***** DATASET

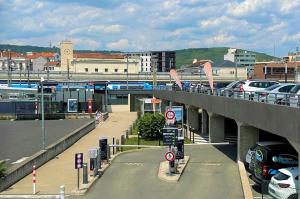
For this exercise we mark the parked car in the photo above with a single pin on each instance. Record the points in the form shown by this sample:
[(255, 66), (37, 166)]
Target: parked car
[(275, 93), (249, 159), (231, 88), (284, 184), (294, 98), (269, 159)]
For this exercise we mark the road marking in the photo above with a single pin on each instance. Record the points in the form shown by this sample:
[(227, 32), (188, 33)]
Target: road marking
[(20, 160), (134, 164)]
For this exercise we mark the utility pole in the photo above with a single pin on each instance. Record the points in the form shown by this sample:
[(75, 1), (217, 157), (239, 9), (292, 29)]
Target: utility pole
[(68, 70), (127, 72), (48, 67)]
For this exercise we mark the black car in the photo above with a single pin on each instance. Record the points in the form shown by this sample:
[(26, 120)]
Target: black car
[(269, 159)]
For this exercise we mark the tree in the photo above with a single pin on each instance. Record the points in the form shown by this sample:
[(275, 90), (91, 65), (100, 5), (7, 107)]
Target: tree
[(150, 125)]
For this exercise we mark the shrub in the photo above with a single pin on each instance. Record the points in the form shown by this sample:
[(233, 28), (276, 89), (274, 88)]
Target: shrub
[(150, 125)]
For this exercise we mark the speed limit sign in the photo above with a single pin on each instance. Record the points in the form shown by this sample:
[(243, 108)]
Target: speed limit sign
[(170, 115), (170, 156)]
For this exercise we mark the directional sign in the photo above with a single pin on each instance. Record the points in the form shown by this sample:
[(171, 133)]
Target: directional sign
[(170, 135), (78, 160), (169, 156), (170, 115)]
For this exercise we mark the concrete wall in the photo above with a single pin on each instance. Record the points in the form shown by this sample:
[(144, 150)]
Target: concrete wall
[(276, 119), (16, 173)]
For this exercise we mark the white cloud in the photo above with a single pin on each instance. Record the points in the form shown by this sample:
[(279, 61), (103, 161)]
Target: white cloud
[(287, 6), (246, 7), (118, 45), (105, 28), (219, 39)]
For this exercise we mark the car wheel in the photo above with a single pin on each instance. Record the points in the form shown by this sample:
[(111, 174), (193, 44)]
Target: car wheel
[(294, 196)]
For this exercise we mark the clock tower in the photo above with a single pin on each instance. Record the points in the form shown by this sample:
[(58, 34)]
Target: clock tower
[(66, 55)]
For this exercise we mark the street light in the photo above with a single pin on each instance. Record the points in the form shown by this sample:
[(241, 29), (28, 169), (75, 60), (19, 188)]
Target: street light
[(43, 115)]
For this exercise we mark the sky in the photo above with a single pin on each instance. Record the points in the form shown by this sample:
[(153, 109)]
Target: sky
[(142, 25)]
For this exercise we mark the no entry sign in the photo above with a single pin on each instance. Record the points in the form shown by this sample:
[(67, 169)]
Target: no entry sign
[(170, 115), (170, 156)]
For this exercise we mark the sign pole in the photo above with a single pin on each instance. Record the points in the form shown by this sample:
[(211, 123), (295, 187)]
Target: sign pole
[(78, 179)]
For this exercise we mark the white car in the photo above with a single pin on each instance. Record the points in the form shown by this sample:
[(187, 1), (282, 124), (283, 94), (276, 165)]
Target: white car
[(275, 93), (283, 185)]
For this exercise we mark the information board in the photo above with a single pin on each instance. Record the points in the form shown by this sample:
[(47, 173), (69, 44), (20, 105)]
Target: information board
[(170, 136)]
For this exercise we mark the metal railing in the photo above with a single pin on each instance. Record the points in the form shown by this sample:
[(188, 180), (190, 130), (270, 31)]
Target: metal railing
[(286, 99)]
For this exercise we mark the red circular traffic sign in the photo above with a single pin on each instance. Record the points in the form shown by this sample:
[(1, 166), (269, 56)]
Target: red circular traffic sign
[(170, 115), (170, 156)]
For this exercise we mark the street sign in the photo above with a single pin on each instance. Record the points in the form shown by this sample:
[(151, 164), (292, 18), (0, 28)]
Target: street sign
[(170, 135), (169, 156), (170, 115), (78, 160)]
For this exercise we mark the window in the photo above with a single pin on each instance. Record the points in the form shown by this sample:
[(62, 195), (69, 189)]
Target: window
[(286, 88)]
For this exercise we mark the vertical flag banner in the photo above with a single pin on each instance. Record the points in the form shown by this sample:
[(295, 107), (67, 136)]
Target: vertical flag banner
[(208, 71), (176, 78)]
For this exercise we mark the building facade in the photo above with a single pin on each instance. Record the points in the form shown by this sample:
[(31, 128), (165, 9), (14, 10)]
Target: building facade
[(242, 58), (277, 70)]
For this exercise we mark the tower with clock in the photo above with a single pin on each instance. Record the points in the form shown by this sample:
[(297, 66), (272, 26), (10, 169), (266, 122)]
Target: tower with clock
[(66, 55)]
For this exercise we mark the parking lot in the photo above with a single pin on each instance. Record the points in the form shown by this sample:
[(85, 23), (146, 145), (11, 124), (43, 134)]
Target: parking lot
[(21, 139)]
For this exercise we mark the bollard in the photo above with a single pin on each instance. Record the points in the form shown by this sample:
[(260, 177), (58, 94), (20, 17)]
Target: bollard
[(62, 192), (113, 146), (117, 148), (85, 173)]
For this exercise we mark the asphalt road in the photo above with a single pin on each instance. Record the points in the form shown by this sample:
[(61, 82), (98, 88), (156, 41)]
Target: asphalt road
[(19, 139), (211, 173)]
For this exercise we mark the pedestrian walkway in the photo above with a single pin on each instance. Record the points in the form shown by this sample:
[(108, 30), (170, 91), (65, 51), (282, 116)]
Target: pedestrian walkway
[(60, 170), (200, 139)]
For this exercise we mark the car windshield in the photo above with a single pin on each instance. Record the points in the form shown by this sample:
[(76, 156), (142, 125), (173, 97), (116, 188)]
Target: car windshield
[(295, 89), (281, 176), (270, 88)]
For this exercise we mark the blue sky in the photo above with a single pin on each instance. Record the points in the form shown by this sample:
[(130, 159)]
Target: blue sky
[(141, 25)]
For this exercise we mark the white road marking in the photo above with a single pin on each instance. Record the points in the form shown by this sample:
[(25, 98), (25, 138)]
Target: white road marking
[(20, 160)]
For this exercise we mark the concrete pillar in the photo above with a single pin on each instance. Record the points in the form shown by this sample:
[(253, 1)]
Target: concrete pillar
[(216, 128), (296, 145), (247, 137), (193, 117), (204, 127)]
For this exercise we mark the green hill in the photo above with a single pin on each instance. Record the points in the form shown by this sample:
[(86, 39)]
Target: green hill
[(186, 56), (183, 57)]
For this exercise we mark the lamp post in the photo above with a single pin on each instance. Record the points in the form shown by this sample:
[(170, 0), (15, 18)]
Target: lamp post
[(127, 72), (43, 115), (285, 73)]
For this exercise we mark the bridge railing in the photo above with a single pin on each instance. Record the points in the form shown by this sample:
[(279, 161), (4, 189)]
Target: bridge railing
[(286, 99)]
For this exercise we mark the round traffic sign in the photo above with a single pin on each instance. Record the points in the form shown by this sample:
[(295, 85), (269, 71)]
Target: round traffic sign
[(170, 115), (169, 156)]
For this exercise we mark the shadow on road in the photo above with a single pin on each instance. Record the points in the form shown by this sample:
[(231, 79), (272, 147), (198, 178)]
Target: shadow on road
[(229, 150)]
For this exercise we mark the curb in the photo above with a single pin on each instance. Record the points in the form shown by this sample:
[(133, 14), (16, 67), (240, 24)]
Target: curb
[(245, 182)]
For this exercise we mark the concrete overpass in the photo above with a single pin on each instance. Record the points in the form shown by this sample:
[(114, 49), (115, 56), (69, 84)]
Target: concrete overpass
[(63, 75), (250, 116)]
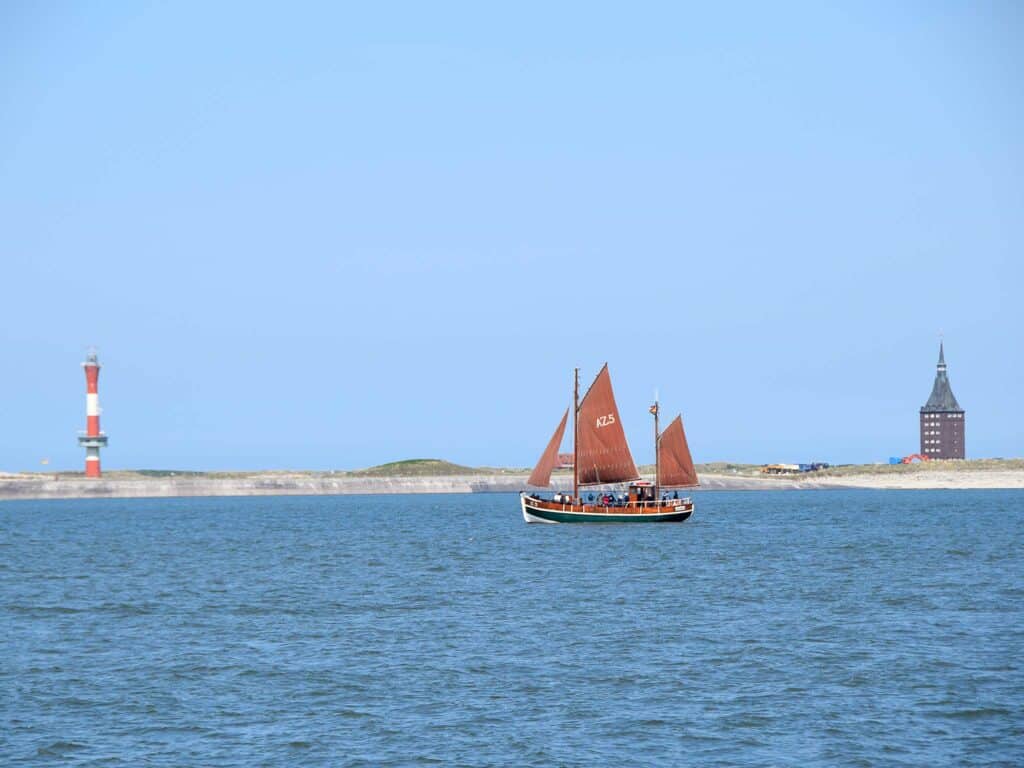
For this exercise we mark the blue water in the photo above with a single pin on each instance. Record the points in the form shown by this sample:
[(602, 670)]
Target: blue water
[(800, 628)]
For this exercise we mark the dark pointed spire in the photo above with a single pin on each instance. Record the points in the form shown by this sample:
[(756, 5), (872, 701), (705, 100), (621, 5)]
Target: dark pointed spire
[(942, 395)]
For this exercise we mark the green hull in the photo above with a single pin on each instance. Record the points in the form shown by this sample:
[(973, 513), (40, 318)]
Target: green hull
[(540, 514)]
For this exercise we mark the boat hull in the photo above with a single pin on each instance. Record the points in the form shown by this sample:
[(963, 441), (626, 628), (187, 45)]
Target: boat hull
[(535, 510)]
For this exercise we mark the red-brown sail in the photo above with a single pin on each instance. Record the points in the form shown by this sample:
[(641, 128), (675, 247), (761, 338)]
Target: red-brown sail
[(674, 461), (602, 454), (541, 475)]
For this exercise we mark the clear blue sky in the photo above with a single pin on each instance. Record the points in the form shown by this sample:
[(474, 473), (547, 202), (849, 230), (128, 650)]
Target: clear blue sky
[(329, 236)]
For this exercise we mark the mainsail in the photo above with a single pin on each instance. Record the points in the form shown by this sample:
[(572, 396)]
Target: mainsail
[(541, 475), (674, 461), (602, 455)]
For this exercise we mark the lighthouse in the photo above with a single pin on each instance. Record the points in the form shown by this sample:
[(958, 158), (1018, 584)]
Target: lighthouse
[(93, 439)]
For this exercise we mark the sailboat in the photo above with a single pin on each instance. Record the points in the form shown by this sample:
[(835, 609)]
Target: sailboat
[(601, 457)]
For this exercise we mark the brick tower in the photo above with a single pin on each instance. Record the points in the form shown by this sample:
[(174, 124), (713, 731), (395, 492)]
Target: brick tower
[(942, 419), (93, 439)]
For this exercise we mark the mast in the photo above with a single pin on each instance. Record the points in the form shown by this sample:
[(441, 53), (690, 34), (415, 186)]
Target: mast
[(657, 458), (576, 431)]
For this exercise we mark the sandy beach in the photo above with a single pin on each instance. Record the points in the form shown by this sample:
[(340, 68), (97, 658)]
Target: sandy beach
[(128, 484)]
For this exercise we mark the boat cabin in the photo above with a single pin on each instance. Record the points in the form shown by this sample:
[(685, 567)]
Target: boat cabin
[(641, 491)]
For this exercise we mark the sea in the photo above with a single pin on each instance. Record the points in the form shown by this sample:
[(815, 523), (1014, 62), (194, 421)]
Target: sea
[(819, 628)]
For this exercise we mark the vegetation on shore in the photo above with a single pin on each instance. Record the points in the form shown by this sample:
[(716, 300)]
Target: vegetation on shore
[(441, 468)]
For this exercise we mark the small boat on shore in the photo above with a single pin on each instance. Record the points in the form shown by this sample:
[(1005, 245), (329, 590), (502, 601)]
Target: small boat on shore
[(601, 458)]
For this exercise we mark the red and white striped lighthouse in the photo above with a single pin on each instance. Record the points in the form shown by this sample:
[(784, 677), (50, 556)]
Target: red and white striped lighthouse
[(93, 439)]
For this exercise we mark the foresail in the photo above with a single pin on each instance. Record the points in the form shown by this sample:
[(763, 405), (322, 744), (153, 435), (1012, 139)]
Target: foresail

**********

[TASK DESCRIPTION] Write out again every line from the line with "For this exercise we mark the car windshield" up to and including the line with "[(141, 25)]". Multiply each point coordinate in the answers by 0.9 and round to whole numbers, halves up, leaving the requests and their sample coordinates unchanged.

[SOLVED PROBLEM]
For this exercise we mark the car windshield in the photo above with a single pin on each instance. Record the points in the form shown by this sample:
[(76, 156), (142, 125), (173, 97), (116, 188)]
Target: car windshield
[(266, 80), (253, 158), (243, 79)]
For this exercise we mark the blue sky in the photo above with a single pin on each instance. Record the points in the form shown by this sample:
[(130, 159)]
Target: blue sky
[(127, 23)]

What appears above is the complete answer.